[Boundary annotation records]

+++

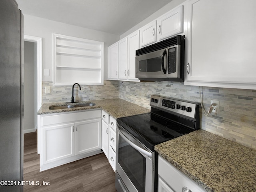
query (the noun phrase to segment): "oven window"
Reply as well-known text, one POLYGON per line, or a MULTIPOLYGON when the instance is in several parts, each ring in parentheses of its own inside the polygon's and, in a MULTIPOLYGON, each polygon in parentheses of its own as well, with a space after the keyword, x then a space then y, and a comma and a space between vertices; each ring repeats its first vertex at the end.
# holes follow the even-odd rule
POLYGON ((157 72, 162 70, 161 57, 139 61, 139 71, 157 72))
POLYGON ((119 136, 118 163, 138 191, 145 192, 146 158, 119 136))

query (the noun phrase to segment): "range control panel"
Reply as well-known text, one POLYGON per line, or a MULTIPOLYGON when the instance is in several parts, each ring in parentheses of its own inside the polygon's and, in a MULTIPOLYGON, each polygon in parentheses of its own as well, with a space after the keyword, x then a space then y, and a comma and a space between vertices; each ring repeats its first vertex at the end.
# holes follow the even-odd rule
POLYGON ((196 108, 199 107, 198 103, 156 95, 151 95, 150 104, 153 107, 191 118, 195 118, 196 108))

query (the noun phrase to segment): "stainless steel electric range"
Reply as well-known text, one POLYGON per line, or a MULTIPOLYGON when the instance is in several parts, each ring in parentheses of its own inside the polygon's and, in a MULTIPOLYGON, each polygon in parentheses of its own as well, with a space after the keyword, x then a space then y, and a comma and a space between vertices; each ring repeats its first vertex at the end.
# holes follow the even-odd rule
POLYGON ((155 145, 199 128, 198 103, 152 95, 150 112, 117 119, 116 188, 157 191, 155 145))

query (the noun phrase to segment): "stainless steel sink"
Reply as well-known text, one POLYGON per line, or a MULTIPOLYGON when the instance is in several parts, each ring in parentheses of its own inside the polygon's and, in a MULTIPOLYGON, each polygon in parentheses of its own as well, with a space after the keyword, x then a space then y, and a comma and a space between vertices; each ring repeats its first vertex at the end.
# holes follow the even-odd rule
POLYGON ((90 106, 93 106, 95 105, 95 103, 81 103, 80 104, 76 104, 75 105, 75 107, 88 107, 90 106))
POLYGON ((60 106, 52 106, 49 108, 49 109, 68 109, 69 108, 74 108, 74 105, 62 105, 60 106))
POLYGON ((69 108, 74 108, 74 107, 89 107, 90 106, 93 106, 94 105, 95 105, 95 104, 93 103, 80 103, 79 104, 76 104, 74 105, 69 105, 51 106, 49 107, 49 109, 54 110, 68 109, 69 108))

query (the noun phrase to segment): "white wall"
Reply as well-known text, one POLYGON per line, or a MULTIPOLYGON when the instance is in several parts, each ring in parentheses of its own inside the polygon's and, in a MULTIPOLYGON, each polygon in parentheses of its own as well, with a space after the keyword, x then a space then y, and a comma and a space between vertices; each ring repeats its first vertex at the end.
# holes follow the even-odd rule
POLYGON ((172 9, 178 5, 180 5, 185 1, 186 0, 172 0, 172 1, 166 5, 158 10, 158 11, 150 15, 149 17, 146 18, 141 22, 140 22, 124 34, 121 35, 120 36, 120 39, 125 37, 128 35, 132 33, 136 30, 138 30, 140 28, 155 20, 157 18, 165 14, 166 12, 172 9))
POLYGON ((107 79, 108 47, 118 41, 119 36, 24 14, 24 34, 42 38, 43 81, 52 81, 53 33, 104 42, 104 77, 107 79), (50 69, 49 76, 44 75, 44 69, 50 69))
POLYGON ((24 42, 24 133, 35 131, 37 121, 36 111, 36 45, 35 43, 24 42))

+++

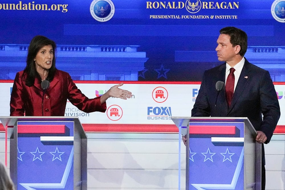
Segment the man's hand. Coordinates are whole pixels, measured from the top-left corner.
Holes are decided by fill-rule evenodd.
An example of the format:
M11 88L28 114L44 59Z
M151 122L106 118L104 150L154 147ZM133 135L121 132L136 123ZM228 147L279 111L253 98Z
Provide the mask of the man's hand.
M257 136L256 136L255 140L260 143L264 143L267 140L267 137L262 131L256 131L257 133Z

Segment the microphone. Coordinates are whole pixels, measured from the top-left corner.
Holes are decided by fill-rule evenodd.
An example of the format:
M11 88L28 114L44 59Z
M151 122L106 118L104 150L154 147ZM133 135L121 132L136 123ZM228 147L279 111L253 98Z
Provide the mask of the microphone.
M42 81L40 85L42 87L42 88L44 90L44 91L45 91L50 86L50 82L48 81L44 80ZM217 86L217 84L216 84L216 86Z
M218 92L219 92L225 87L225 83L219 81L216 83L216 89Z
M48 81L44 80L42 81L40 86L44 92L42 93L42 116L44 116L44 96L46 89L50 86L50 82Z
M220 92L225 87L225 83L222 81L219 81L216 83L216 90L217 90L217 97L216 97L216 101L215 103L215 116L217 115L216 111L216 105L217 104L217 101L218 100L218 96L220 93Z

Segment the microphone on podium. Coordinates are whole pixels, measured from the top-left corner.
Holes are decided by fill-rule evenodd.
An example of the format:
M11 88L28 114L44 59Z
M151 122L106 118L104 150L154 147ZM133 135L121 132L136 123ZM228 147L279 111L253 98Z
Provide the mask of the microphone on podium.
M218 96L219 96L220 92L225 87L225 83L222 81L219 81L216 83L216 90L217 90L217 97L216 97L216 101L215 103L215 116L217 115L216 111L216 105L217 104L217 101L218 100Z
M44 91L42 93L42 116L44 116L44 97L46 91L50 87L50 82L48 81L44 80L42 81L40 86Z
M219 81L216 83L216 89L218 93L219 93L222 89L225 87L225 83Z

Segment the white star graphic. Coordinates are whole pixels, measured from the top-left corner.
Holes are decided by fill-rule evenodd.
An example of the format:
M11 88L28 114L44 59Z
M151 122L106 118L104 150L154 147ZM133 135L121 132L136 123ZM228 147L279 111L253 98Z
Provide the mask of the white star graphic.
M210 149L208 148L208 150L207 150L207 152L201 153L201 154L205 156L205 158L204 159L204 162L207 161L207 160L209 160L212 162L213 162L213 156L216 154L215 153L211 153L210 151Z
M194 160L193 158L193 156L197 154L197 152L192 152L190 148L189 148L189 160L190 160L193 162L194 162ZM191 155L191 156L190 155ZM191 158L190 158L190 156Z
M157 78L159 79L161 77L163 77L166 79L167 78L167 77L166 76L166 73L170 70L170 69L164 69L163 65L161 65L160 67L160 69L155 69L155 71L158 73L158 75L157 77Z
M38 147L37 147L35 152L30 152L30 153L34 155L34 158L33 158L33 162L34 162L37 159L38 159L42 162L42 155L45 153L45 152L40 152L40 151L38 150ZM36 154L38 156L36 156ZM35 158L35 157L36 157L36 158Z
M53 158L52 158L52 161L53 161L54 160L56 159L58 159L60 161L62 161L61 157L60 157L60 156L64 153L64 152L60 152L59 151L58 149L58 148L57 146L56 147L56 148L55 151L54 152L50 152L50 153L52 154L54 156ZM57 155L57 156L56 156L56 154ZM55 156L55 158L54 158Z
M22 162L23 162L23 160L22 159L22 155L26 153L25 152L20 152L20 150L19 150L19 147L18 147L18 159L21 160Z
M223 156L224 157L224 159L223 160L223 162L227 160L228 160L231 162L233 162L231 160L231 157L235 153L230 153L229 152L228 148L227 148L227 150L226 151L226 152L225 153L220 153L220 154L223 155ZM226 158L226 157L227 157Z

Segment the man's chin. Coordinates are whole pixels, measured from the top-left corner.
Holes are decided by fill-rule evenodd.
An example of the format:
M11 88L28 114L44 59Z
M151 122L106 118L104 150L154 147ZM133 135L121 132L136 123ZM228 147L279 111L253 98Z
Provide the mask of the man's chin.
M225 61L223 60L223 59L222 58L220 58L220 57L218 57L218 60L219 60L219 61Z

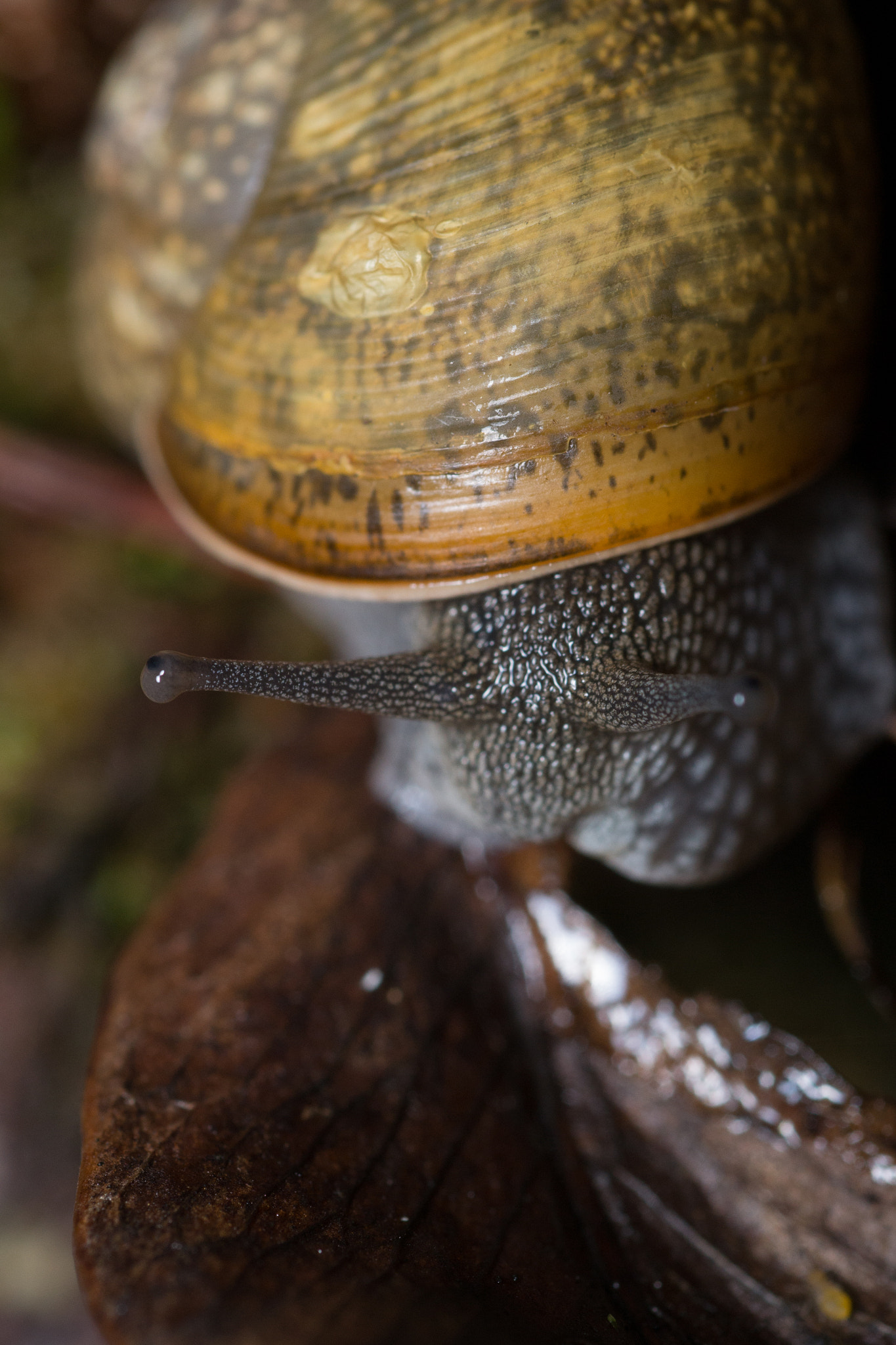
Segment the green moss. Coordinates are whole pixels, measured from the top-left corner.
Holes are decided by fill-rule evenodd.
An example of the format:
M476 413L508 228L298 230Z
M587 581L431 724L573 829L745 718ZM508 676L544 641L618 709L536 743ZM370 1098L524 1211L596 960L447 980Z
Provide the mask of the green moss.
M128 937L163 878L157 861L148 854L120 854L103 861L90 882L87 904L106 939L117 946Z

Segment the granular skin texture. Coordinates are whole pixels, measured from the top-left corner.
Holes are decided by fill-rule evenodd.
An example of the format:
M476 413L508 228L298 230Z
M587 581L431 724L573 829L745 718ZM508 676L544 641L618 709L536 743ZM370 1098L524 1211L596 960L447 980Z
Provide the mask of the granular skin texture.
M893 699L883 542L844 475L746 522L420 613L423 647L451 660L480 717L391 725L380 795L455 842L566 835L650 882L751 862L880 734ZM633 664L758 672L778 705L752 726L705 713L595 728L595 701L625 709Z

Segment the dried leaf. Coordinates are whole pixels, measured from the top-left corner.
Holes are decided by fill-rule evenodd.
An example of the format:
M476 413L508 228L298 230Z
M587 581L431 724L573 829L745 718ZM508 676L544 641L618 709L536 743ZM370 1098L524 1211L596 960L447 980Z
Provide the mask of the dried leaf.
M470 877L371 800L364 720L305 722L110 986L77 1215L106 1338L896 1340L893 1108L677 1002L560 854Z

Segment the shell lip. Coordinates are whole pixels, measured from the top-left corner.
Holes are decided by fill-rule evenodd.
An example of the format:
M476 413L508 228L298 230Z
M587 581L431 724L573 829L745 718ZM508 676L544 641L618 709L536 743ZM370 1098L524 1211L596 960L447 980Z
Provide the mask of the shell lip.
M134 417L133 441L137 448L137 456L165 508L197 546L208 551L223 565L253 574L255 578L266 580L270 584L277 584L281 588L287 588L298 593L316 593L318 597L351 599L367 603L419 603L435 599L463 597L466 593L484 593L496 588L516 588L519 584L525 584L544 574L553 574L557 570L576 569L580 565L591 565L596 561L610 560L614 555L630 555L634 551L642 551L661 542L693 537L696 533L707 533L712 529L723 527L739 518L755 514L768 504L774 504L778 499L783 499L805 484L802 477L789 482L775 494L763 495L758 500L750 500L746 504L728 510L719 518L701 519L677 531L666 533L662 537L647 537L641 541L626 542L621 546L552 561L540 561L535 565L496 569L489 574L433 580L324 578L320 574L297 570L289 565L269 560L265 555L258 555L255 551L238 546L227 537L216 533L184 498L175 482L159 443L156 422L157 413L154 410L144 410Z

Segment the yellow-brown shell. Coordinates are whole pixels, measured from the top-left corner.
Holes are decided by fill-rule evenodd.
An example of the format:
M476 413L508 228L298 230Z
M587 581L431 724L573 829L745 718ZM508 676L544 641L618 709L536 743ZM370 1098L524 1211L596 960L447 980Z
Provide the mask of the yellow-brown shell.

+++

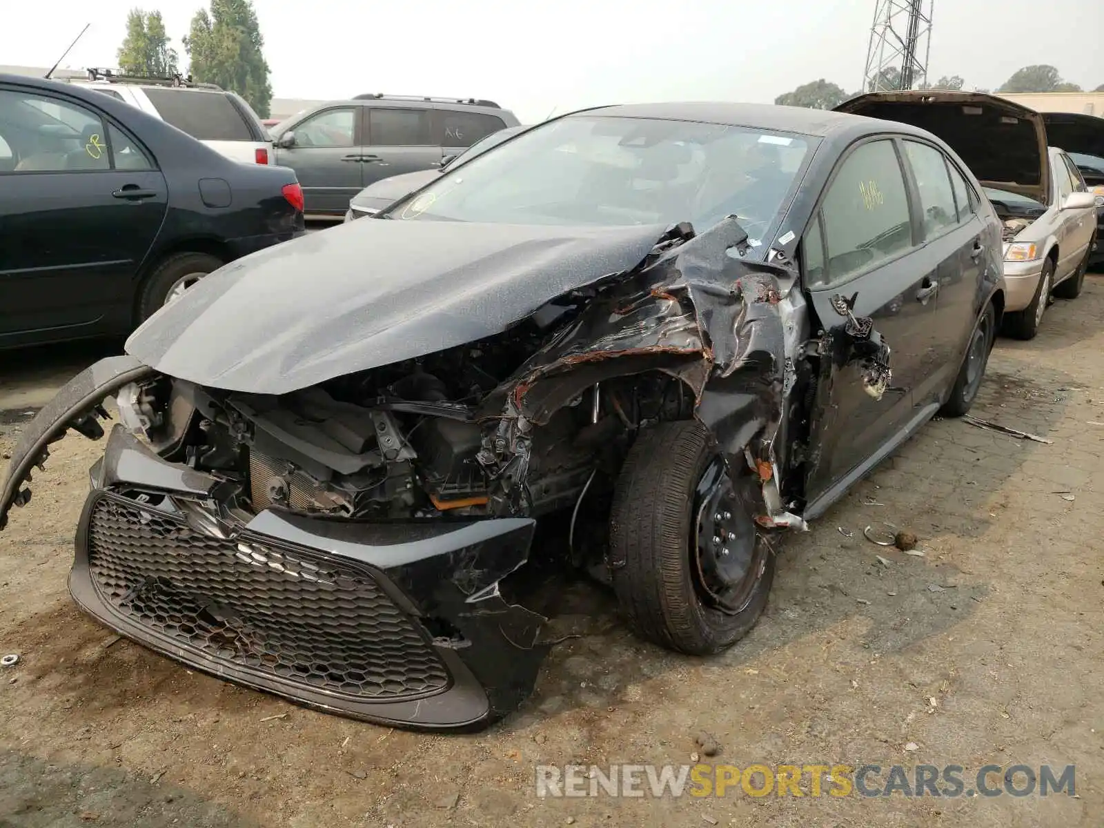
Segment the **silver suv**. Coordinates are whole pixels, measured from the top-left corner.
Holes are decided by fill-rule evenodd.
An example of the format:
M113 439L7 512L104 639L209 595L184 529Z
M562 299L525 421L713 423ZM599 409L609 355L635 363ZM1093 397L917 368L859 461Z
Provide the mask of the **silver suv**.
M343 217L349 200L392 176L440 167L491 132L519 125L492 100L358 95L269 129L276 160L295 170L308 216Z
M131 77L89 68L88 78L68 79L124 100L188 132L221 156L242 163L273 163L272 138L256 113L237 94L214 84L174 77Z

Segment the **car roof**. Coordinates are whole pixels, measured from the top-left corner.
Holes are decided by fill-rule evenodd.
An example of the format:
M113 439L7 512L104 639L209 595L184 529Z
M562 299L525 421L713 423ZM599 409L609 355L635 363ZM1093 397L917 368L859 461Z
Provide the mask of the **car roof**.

+++

Stated goal =
Please pick out every line above that contains the word "query" and copy each of those lines.

Response to the exercise =
query (the noun phrase to segment): "oven window"
query (the noun phrase to segment): "range control panel"
query (the noun phrase to segment): "stainless steel electric range"
query (the noun phrase to segment): "stainless steel sink"
query (the noun phrase to segment): "white wall"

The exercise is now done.